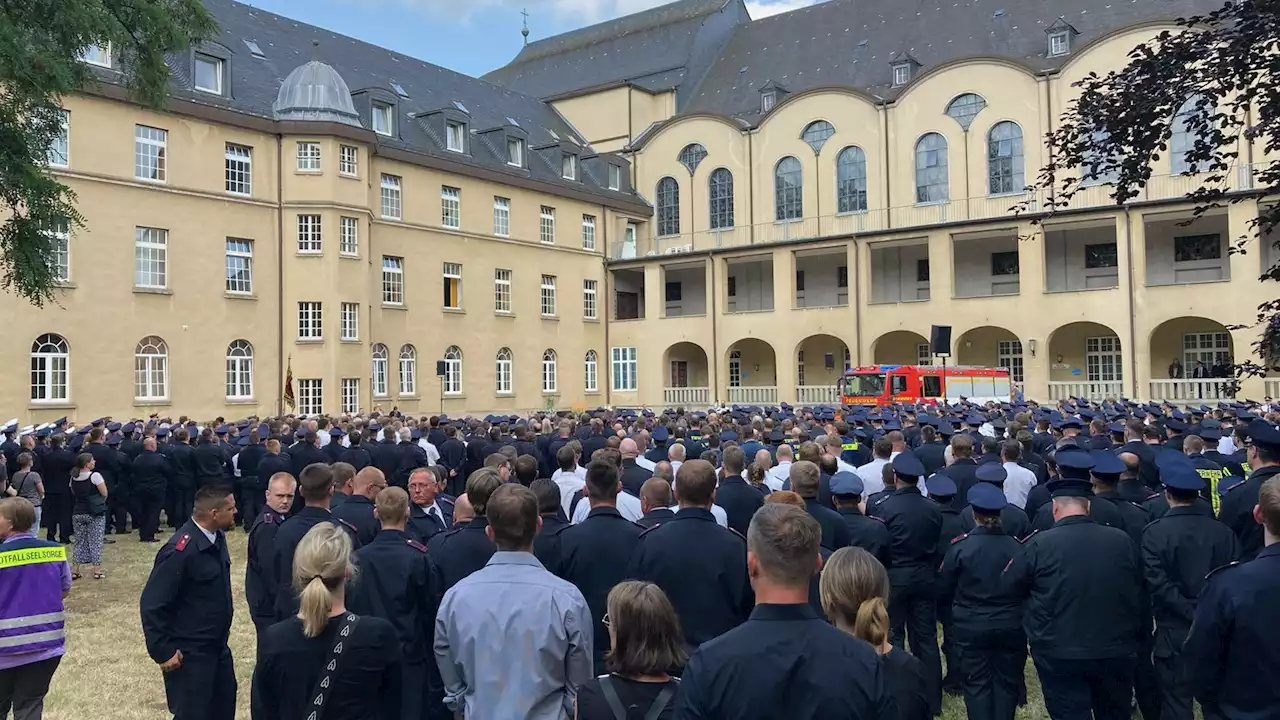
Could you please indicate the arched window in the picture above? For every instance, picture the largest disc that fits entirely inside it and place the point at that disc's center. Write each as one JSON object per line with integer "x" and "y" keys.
{"x": 453, "y": 370}
{"x": 965, "y": 108}
{"x": 668, "y": 206}
{"x": 240, "y": 370}
{"x": 503, "y": 372}
{"x": 1005, "y": 158}
{"x": 408, "y": 370}
{"x": 931, "y": 169}
{"x": 151, "y": 369}
{"x": 549, "y": 370}
{"x": 817, "y": 135}
{"x": 50, "y": 369}
{"x": 851, "y": 181}
{"x": 691, "y": 156}
{"x": 787, "y": 190}
{"x": 721, "y": 186}
{"x": 380, "y": 370}
{"x": 592, "y": 367}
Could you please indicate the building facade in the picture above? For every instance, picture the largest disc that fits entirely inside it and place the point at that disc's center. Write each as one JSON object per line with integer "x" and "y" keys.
{"x": 679, "y": 206}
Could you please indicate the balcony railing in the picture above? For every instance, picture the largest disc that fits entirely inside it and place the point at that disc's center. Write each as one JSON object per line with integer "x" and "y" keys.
{"x": 905, "y": 217}
{"x": 753, "y": 395}
{"x": 1193, "y": 391}
{"x": 686, "y": 396}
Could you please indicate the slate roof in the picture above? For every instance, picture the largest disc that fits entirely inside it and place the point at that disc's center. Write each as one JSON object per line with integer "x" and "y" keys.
{"x": 851, "y": 42}
{"x": 653, "y": 49}
{"x": 286, "y": 44}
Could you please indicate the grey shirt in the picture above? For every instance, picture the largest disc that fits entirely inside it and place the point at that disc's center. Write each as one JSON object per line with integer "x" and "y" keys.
{"x": 513, "y": 641}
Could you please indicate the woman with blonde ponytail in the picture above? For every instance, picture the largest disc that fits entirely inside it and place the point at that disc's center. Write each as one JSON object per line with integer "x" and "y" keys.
{"x": 854, "y": 591}
{"x": 327, "y": 659}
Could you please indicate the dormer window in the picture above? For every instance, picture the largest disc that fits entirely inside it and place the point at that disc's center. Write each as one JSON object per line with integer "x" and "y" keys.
{"x": 516, "y": 151}
{"x": 456, "y": 136}
{"x": 383, "y": 118}
{"x": 209, "y": 73}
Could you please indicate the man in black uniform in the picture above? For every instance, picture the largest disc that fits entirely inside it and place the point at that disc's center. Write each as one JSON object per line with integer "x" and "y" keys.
{"x": 466, "y": 548}
{"x": 1179, "y": 550}
{"x": 915, "y": 524}
{"x": 864, "y": 532}
{"x": 700, "y": 565}
{"x": 398, "y": 583}
{"x": 812, "y": 670}
{"x": 260, "y": 580}
{"x": 594, "y": 554}
{"x": 986, "y": 619}
{"x": 1064, "y": 575}
{"x": 187, "y": 613}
****
Goal: Rewrite the lines from the one containing "Could you please indicate the man" through the last line, changing "black uniform" to "dark uniform" and leaving everything else unchanged.

Exercise output:
Could you please indicate the man in dark uniform in the picture above? For every instance, picture the largest disc that fits entirely inside it and place the point at that disc's center. Write each as one JSON object per line with integer "x" and "y" keys.
{"x": 466, "y": 548}
{"x": 1179, "y": 550}
{"x": 915, "y": 524}
{"x": 864, "y": 532}
{"x": 700, "y": 565}
{"x": 398, "y": 583}
{"x": 812, "y": 670}
{"x": 260, "y": 580}
{"x": 594, "y": 554}
{"x": 986, "y": 619}
{"x": 1064, "y": 575}
{"x": 187, "y": 613}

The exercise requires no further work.